Exercise requirements →
1. Answer these from the passage on the student loan ruling:
(a) Under which 2003 law did the Biden administration argue the plan was lawful?
(b) Up to how much debt could eligible borrowers have canceled under the plan?
(c) About how many Americans would have been eligible to participate?
2. Set down everything in the passage on the student loan ruling from "Justices Kentaji Brown" down to "of the emergency.", word for word.

Vacation time. The decisions are made and now they head home. Clarence Thomas and Samuel Alito will be celebrated by their megadonor buddies.

Chief Justice John Roberts, Justices Amy Coney Barrett, Samuel Alito, Clarence Thomas, Brett Kavanaugh and Neil Gorsuch struck down the executive order.

Justices Kentaji Brown Jackson, Elena Kagan and Sonia Sotomayor opposed it.

The court rejected the Biden administration's arguments that the plan was lawful under a 2003 law called the Higher Education Relief Opportunities for Students Act, or HEROES Act. The law says the government can provide relief to recipients of student loans when there is a “national emergency,” allowing it to act to ensure people are not in “a worse position financially” as a result of the emergency.

Chief Justice John Roberts said the HEROES Act language was not specific enough, writing that the court's precedent "requires that Congress speak clearly before a department secretary can unilaterally alter large sections of the American economy."

The plan, which would have allowed eligible borrowers to cancel up to $20,000 in debt and would have cost more than $400 billion, has been blocked since the 8th U.S. Circuit Court of Appeals issued a temporary hold in October.

About 43 million Americans would have been eligible to participate.

The student loan proposal is important politically to Biden, as tackling student loan debt was a key pledge he made on the campaign trail in 2020 to energize younger voters.

The ruling will immediately put pressure on the Biden administration to find an alternative avenue to forgive student debt that could potentially withstand legal challenge.

Advocates, as well as some Democrats in Congress, say the Education Department has broad power to forgive student loan debt under the 1965 Higher Education Act, a different law to the one at issue in the Supreme Court cases.

Separately, the student loan repayment process is set to begin again at the end of August after having been put on pause during the Covid-19 pandemic, although first payments will not be due until October.

The court considered two cases: one brought by six states, including Missouri, and the other brought by two people who hold student loan debt, Myra Brown and Alexander Taylor. The court ruled that the program was unlawful in the case brought by states but found in the second case that the challengers did not have legal standing.

She said the states bringing the challenge did not have legal standing to even bring the case, and in analyzing HEROES Act, the conservative justices ignored the clear language of the law.

"The result here is that the court substitutes itself for Congress and the executive branch in making national policy about student-loan forgiveness," Kagan wrote.

The court decided the case in part based on a legal argument made by the challengers that the conservative majority has recently embraced called the “major questions doctrine.”

Under the theory, federal agencies cannot initiate sweeping new policies that have significant economic impacts without having express authorization from Congress.

Extracted information →
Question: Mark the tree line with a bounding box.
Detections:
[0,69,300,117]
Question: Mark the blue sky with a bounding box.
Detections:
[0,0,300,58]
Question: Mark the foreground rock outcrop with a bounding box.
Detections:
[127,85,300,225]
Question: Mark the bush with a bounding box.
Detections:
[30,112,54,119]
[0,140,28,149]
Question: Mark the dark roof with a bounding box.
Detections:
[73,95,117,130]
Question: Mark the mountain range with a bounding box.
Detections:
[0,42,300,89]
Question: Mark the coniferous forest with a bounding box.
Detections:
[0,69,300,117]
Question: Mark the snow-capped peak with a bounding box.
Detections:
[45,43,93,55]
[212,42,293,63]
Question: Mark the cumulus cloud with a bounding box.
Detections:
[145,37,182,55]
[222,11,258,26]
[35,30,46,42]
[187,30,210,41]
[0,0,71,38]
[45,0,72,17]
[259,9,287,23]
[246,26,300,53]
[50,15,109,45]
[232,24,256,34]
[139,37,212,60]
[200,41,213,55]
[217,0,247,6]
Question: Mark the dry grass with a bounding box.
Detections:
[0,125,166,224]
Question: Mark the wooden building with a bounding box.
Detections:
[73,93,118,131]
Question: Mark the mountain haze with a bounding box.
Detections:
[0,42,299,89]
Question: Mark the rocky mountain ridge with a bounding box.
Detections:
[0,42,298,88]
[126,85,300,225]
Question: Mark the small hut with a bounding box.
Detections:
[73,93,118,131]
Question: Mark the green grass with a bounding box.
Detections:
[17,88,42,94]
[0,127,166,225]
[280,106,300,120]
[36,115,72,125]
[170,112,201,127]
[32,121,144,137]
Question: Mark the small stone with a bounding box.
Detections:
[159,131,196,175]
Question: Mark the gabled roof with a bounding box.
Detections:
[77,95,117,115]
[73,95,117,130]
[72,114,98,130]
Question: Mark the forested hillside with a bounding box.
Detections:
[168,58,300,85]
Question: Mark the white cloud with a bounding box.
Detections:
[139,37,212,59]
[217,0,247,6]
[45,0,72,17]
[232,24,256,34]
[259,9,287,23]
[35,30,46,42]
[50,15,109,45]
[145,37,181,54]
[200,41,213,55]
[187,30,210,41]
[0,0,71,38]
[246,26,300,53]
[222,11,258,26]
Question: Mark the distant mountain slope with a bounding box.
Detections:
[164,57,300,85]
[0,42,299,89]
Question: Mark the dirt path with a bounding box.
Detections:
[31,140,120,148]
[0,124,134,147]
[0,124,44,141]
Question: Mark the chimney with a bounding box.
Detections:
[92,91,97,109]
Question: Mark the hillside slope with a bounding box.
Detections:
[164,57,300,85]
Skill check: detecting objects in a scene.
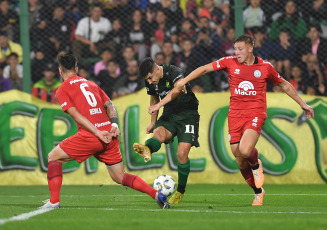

Answers to the tasks →
1.
(a) The Higher Education Relief Opportunities for Students Act, or HEROES Act.
(b) Up to $20,000.
(c) About 43 million.

2.
Justices Kentaji Brown Jackson, Elena Kagan and Sonia Sotomayor opposed it.

The court rejected the Biden administration's arguments that the plan was lawful under a 2003 law called the Higher Education Relief Opportunities for Students Act, or HEROES Act. The law says the government can provide relief to recipients of student loans when there is a “national emergency,” allowing it to act to ensure people are not in “a worse position financially” as a result of the emergency.